• Task instructions
Would you write out the entries below, every one of them, exactly?

• Data to process
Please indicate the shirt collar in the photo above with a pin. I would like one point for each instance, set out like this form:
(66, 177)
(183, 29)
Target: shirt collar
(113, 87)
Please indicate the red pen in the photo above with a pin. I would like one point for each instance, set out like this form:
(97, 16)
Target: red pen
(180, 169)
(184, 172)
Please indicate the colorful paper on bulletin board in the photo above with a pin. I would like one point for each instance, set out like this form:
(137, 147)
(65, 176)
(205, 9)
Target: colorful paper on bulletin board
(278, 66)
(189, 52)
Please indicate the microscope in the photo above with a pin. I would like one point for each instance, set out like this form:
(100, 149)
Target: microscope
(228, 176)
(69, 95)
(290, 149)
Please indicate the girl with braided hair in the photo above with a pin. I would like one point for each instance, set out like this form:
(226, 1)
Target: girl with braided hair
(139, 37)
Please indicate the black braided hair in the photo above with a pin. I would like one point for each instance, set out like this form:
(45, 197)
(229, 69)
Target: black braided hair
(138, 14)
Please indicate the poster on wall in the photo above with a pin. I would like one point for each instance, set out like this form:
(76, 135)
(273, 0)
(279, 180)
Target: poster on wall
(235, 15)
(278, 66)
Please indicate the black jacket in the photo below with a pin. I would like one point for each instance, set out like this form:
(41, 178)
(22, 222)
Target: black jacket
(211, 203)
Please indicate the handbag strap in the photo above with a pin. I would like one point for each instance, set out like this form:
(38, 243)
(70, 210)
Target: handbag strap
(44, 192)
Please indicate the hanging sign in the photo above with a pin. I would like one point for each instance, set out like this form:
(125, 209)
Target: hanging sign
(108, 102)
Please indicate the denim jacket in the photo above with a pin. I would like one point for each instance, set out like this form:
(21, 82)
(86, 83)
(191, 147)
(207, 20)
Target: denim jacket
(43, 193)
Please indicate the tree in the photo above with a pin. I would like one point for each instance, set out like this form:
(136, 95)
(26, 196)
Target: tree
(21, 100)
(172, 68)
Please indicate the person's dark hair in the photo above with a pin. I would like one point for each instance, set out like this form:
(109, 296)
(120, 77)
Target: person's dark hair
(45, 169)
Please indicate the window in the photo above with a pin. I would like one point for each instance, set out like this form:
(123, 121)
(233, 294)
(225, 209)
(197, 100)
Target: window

• Response for this exercise
Please indicate the shirt collar in the photo above with a pin. I would like one point for each instance, set out like this form:
(66, 177)
(183, 29)
Target: shirt collar
(113, 87)
Please indicate the red pen in the photo above with a pin. I would like one point for each instance, set out like this form:
(97, 16)
Target: red pen
(180, 169)
(184, 172)
Please indicate the colorful paper on bulletin board in the photo above with a pin. I would like one point for each instance, set out like this form:
(137, 147)
(65, 176)
(205, 9)
Target: colorful paper on bulletin board
(278, 66)
(189, 52)
Please indicate the microscope in the photo above with a pin. I would like one point for each instance, set out like this form:
(100, 149)
Target: microscope
(228, 176)
(69, 95)
(290, 149)
Please indicate the girl with braided hair in the photo above with a pin. I would like one point for each instance, set out like this form:
(226, 1)
Target: girl with braided hair
(139, 37)
Please indicate the black braided hair in the photo above with a pin. I would like one point for each instance, set out like this form:
(45, 197)
(229, 69)
Target: black braided hair
(138, 14)
Please indicate the poster on wall in the photo above with a pin. I would like one point for each instance, set out like this form:
(76, 135)
(273, 0)
(279, 180)
Target: poster on wall
(235, 15)
(278, 66)
Please indicate the black jacket in the photo below with a pin. I would like one point for each instance, set out like this form:
(41, 178)
(22, 222)
Target: black jacket
(211, 203)
Please indicate the handbag strap in the photo above with a pin. I would like one point for each instance, set out like this form:
(38, 243)
(70, 210)
Target: handbag strap
(44, 192)
Please indicate the hanging sign in the photo above with a pin. I would like one point for each instance, set out like this form:
(125, 209)
Target: hanging sign
(108, 102)
Please indicate the denim jacket in the photo above with a pin. I would like one point for each instance, set out like this form:
(21, 82)
(86, 83)
(191, 147)
(207, 20)
Target: denim jacket
(43, 193)
Please indicate the tree in the photo above with a pin. I would like one point for each instance, set out like this form:
(136, 95)
(26, 196)
Target: tree
(21, 100)
(172, 68)
Please indicate the person's dark hair in the photo above with a pin. I would like one point for each instance, set out like this form:
(109, 296)
(120, 77)
Target: person's dark hair
(45, 169)
Please indicate the window in the photo above with a pin. I would like one point for each instance, set out like this form:
(123, 121)
(233, 294)
(225, 209)
(197, 100)
Target: window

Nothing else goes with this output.